**Supplied passage**
--- start ---
Pro-life Democratic chairman says he won’t quit

Guess who was campaign manager for the last pro-life Democratic U.S. Senate candidate in New Jersey?

By David Wildstein, December 08 2021 10:28 am

Morristown Democratic Municipal Chairman Aaron (A.J.) Oliver says he won’t resign his post just because he’s pro-life, believing there is room for him in a party that “prides itself on diversity, inclusion, and a heart for those who are vulnerable in society.”

The Democratic county chairman, Chip Robinson, called for his resignation on Tuesday, six weeks after many party leaders found out for the first time that Oliver was an anti-abortion activist.   They said he never told them that when he sought support as a candidate for county commissioner.

“The party should not have a purity test for its members, candidates, or leaders particularly when it comes to the issues of conscience such as abortion,” Oliver said.

In a call for his ouster, Morris Democrats cited a decision by the U.S. Supreme Court to consider a case that would ban abortion in the 15th week of pregnancy, including cases of rape or incest.  That could lead to the overturning of Roe v. Wade.

Oliver, an ordained Episcopal priest and Army National Guard captain,  wants Morris Democrats to follow the national Democratic Party model that creates a narrow lane for Pro-Life Democrats.
--- end ---
(Entries taken from a collection)
--- start ---
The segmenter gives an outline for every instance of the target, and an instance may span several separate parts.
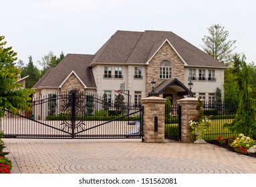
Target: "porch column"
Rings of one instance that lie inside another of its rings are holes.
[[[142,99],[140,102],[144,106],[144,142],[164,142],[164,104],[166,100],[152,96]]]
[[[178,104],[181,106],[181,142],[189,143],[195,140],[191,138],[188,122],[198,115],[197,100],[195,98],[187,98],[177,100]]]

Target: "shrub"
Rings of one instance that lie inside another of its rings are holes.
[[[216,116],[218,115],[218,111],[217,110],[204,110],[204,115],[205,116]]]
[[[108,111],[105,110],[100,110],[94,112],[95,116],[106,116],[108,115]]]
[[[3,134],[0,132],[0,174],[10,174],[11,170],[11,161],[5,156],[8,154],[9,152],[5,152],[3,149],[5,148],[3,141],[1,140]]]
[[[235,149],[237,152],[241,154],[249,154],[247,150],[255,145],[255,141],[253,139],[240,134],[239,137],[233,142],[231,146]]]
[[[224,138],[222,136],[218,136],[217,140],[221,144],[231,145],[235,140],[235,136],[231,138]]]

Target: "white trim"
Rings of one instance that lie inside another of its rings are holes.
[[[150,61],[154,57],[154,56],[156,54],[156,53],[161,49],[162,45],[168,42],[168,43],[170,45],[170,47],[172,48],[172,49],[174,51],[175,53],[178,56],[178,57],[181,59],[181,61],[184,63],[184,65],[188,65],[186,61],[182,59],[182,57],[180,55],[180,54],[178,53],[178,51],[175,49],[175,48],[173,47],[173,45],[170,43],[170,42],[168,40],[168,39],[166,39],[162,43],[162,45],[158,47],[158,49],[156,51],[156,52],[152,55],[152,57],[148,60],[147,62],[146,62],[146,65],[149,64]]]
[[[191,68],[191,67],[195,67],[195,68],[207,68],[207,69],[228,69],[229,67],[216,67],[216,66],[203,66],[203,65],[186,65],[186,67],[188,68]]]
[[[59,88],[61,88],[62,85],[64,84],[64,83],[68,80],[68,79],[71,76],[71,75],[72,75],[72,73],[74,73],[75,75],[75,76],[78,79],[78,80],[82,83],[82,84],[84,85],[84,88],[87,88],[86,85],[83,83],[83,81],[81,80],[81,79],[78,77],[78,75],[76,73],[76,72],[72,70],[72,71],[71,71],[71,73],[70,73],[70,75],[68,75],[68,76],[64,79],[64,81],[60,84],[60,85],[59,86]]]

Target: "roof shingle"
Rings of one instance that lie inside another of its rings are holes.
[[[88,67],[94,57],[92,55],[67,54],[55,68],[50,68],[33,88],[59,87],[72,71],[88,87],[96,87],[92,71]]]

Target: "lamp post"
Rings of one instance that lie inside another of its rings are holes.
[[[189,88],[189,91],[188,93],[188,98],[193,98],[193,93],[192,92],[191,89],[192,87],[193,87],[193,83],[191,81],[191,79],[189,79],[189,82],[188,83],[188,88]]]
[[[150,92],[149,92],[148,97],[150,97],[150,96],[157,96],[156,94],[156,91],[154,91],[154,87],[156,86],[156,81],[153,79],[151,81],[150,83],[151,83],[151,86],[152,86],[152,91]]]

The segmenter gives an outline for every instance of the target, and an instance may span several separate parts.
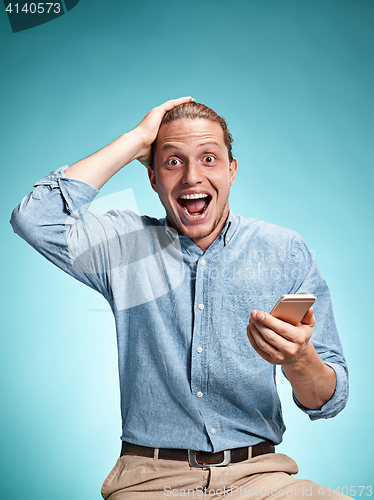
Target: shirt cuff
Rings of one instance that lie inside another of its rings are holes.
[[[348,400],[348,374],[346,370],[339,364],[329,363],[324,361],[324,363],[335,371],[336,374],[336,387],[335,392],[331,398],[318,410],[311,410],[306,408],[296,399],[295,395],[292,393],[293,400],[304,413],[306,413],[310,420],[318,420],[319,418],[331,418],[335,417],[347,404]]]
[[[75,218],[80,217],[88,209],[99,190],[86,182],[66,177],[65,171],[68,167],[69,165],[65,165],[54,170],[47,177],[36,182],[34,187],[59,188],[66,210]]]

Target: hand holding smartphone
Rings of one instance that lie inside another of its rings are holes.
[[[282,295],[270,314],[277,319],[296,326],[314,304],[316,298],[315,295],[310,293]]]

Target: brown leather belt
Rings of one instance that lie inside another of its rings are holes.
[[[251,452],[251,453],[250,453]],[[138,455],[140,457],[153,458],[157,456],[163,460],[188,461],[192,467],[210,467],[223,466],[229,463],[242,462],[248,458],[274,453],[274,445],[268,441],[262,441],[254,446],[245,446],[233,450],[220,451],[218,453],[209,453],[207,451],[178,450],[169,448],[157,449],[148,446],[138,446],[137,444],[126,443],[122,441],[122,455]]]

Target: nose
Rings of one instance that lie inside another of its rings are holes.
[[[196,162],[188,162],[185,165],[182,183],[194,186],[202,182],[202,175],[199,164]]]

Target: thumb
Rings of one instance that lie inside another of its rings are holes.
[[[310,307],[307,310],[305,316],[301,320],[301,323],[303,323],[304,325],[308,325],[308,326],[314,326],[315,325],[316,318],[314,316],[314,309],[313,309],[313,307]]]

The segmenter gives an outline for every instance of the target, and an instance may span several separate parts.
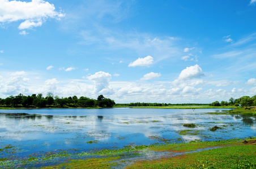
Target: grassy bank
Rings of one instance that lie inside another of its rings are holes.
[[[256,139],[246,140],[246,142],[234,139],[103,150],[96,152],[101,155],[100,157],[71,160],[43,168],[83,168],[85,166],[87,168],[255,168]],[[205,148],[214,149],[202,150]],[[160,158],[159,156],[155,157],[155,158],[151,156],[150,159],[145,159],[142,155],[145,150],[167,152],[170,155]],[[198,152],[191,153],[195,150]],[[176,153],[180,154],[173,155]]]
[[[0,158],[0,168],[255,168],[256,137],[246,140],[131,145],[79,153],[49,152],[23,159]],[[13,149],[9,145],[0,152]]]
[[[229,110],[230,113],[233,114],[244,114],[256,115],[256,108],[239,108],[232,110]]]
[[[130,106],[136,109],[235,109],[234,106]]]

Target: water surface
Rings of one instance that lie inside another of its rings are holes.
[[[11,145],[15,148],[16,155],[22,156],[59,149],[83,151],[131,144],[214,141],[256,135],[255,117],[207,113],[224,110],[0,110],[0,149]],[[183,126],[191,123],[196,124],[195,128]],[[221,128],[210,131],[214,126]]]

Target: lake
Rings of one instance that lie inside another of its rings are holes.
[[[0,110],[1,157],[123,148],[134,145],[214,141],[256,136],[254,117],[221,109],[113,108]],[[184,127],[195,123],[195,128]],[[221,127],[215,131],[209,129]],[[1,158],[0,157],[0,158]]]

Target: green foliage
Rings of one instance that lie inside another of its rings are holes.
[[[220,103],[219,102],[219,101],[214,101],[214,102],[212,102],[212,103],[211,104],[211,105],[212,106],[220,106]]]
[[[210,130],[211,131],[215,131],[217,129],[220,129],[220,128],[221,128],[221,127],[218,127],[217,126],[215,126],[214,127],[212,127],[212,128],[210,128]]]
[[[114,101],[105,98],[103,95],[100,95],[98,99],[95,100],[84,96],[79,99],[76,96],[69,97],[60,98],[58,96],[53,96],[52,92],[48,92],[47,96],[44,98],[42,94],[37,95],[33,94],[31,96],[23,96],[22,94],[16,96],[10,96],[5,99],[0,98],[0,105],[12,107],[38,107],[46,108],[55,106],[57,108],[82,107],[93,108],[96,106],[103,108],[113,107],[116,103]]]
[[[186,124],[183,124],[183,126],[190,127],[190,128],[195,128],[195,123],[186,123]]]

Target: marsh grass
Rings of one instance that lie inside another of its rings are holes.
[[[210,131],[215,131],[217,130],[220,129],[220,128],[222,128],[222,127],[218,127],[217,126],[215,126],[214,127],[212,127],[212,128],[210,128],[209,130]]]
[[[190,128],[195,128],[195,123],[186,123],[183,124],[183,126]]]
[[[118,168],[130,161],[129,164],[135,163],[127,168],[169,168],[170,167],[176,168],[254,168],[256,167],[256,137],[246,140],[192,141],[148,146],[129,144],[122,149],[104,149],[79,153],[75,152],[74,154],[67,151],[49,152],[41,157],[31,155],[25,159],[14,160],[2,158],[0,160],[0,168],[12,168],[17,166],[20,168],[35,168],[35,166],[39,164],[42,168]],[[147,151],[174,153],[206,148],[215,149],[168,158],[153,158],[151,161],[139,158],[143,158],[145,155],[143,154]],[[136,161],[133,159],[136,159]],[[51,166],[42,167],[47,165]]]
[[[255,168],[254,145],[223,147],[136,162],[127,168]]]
--- end ---
**Parts of the exercise**
**1.** In the news article, who called for Oliver's resignation?
**2.** Reproduce the news article word for word, everything from "The Democratic county" down to "Roe v. Wade.".
The records have no connection to the news article.

**Responses per task**
**1.** Chip Robinson, the Democratic county chairman.

**2.**
The Democratic county chairman, Chip Robinson, called for his resignation on Tuesday, six weeks after many party leaders found out for the first time that Oliver was an anti-abortion activist.   They said he never told them that when he sought support as a candidate for county commissioner.

“The party should not have a purity test for its members, candidates, or leaders particularly when it comes to the issues of conscience such as abortion,” Oliver said.

In a call for his ouster, Morris Democrats cited a decision by the U.S. Supreme Court to consider a case that would ban abortion in the 15th week of pregnancy, including cases of rape or incest.  That could lead to the overturning of Roe v. Wade.